Segment Open

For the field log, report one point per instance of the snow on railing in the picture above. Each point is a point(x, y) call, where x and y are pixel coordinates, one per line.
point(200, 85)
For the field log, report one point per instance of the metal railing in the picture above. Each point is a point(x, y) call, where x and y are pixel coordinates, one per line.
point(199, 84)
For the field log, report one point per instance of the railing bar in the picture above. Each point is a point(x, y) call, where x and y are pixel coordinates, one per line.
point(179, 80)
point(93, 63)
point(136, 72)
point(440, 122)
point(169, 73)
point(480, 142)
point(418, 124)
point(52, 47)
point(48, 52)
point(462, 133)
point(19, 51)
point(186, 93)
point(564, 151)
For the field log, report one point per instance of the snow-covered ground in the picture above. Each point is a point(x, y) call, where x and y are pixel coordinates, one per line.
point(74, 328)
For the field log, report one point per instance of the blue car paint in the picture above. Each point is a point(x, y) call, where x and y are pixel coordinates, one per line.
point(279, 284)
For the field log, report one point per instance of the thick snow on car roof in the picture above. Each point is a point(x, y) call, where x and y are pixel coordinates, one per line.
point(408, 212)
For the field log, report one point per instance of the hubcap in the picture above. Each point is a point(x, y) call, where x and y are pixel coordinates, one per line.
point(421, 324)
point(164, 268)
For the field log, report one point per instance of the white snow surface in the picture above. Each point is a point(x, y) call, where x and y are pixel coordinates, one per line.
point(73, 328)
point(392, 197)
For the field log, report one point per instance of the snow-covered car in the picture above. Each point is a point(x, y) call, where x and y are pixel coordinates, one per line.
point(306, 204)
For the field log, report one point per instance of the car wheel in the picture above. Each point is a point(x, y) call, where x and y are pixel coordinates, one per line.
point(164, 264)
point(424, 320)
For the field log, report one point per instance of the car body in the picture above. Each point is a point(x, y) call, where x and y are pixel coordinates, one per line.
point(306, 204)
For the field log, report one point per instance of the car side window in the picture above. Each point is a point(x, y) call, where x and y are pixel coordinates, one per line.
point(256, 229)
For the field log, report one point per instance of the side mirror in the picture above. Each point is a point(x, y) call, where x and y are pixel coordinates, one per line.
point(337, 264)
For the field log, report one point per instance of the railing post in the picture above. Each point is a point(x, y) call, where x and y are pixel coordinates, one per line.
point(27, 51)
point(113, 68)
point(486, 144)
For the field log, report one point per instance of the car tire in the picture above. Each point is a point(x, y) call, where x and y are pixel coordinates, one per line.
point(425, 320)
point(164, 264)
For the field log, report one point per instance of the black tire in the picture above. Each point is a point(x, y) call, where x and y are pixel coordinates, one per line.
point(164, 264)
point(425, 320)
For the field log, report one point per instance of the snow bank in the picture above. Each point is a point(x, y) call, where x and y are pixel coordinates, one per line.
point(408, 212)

Segment Closed

Repeat the whole of the data above exactly as it appears.

■ RESPONSE FOR THIS EXERCISE ■
For the field log, report one point per instance of the snow on railing in the picture above. Each point is a point(x, y) call, where x and y are pixel coordinates, one per line.
point(200, 85)
For the field log, report one point per instance of the metal railing in the picture above. Each point is a point(x, y) call, where x and y are pixel coordinates, one per line.
point(199, 84)
For the field log, report one point per instance of the railing bar in the picture above. Each point is a point(x, y) call, where x and y are pixel coordinates, one per line.
point(179, 80)
point(93, 63)
point(136, 72)
point(440, 122)
point(169, 73)
point(480, 142)
point(418, 124)
point(52, 47)
point(48, 52)
point(462, 133)
point(19, 51)
point(186, 93)
point(564, 151)
For the field log, report one point per instance of the snow-covered ground in the picture above. Each point is a point(x, y) call, where x and y are pixel coordinates, one per line.
point(74, 328)
For the field log, report one point per instance of the blue car paint in the picture above. Each point is a point(x, y) call, where x and y are pixel coordinates, one per line.
point(279, 284)
For the field log, report one point per instance of the thick snow on car roof in the picture above. Each point is a point(x, y) call, where x and y are pixel coordinates, one per line.
point(408, 212)
For the field log, report one point per instance of the hubcap in the picture above. Each point is a point(x, y) call, where x and y are pixel coordinates, one per line.
point(421, 324)
point(164, 268)
For the field log, report one point per instance of the white snow surface in the picture above. Each point is a point(x, y) call, where x and y are pixel coordinates, one per line.
point(73, 328)
point(392, 197)
For the field log, report one point per instance of the snow-covered car in the picture above. Each point is a point(x, y) call, where x and y are pixel coordinates, one per line.
point(306, 204)
For the field log, report one point per instance of the car wheel in the picture above. Each point is a point(x, y) call, where x and y are pixel coordinates, one per line.
point(164, 264)
point(424, 320)
For the field log, report one point per instance of the car body in the picture above. Each point is a point(x, y) call, where x and y are pixel coordinates, one per line.
point(306, 204)
For the field log, report one point per instance of the car side window in the picture above. Each point is a point(x, y) call, where x and y are pixel coordinates, one per line.
point(256, 229)
For the field log, report one point per instance of the side mirror in the picture above. Each point is a point(x, y) call, where x and y are pixel coordinates, one per line.
point(337, 264)
For the field log, report one point per instance of the railing post in the picture above. Each point is a point(x, y) call, where x and y are pixel coordinates, one per line.
point(27, 51)
point(113, 68)
point(486, 144)
For the field log, report one point per instance of the car tire in the picture above. Each point is a point(x, y) call, where x and y are pixel coordinates, one per line.
point(425, 320)
point(164, 264)
For the field log, report one point per instance of the black tire in the picture above. Each point is a point(x, y) call, where x and y are pixel coordinates, one per line.
point(164, 264)
point(425, 320)
For the field log, report one point per instance of the snow bank in the picture above. Each point is a point(x, y) call, where x and y are pixel coordinates, one per line.
point(408, 212)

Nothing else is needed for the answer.